___ TASK INPUT

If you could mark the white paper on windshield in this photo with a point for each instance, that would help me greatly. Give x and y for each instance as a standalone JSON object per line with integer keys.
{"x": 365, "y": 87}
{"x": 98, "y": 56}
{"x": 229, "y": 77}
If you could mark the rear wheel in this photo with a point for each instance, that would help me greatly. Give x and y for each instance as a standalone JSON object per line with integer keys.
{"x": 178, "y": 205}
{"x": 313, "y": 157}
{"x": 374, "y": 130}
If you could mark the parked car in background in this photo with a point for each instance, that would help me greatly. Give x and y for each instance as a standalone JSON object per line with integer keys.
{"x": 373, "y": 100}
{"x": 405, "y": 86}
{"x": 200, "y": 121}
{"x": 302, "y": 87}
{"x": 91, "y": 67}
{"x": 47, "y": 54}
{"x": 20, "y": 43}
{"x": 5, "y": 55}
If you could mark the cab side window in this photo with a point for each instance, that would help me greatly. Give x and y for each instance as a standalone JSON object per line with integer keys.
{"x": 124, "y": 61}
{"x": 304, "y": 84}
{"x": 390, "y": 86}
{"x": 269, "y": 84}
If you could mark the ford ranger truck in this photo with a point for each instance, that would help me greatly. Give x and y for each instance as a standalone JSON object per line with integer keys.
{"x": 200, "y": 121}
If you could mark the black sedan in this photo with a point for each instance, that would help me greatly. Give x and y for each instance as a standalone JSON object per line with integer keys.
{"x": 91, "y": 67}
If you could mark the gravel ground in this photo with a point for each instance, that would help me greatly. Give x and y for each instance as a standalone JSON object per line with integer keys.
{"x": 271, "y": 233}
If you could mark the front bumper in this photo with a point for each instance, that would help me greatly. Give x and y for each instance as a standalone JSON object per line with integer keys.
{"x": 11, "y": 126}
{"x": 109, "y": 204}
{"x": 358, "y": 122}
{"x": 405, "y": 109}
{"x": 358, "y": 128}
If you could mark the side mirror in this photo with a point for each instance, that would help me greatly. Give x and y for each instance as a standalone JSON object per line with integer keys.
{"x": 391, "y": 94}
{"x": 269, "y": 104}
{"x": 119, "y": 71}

______

** DIRECTION **
Put the records above into a two-column CSV with the header row input,output, one row per record. Place each record's text in input and its answer in output, with every field quoted and all line breaks turned into spaces.

** THE ANSWER **
input,output
"If you could mark the white paper on windshield in this photo with a point for each instance, that would help me greatly. Give x and y for each instance as a standalone JSON object per line with integer keys.","{""x"": 365, ""y"": 87} {""x"": 98, ""y"": 56} {""x"": 229, ""y"": 77}"
"If you could mark the rear wheel in this photo with a point for each instance, that would help me greatly. Give x and y for each instance as a standalone JSON object per line with integer keys.","{""x"": 178, ""y"": 205} {""x"": 313, ""y"": 157} {""x"": 374, ""y"": 130}"
"If you could mark the parked car in background in this photo with a point for each instance, that would help me greatly. Give x and y for each instance as a standalone JSON object per line with integer keys.","{""x"": 373, ""y"": 100} {""x"": 405, ""y"": 86} {""x"": 200, ""y"": 121} {""x"": 302, ""y"": 87} {""x"": 91, ""y"": 67} {""x"": 47, ""y"": 54} {""x"": 20, ""y"": 43} {""x"": 5, ""y"": 55}"
"If you could mark the cab side window in this photo with a point for each instance, that would help me greatly. Give x and y for each instance as a standalone JSON object per line with integer keys.","{""x"": 124, ""y"": 61} {""x"": 304, ""y"": 84} {""x"": 390, ""y"": 86} {""x"": 269, ""y"": 84}"
"If you could mark the ford ranger truck in this photo with a point for each instance, that would help me greatly. Give x and y for each instance as a standalone JSON object per line with integer keys.","{""x"": 200, ""y"": 121}"
"If you could mark the black sedan in this photo with a point for each instance, that would help me greatly. Give x and y for each instance as a standalone JSON object per line with integer keys.","{""x"": 91, ""y"": 67}"
"If you could mark the gravel ground in this photo with a point for each instance, that would help me greatly. Give x and y for each instance as a standalone JSON object per line with integer keys.","{""x"": 271, ""y"": 233}"
"If you could mark the front bumper in this photo with a point for each instance, that would help me greatly. Give x and y for each instance as a standalone JSON object per line with integer keys.","{""x"": 11, ""y"": 126} {""x"": 109, ""y"": 204} {""x"": 358, ""y"": 122} {""x"": 405, ""y"": 109} {""x"": 358, ""y"": 128}"
"If you could mark the side mirror in this photo with a point for each instance, that would help me greatly. Give x and y for each instance as a standalone JSON object per line with integer keys.","{""x"": 391, ""y"": 94} {""x"": 269, ""y"": 104} {""x"": 119, ""y"": 71}"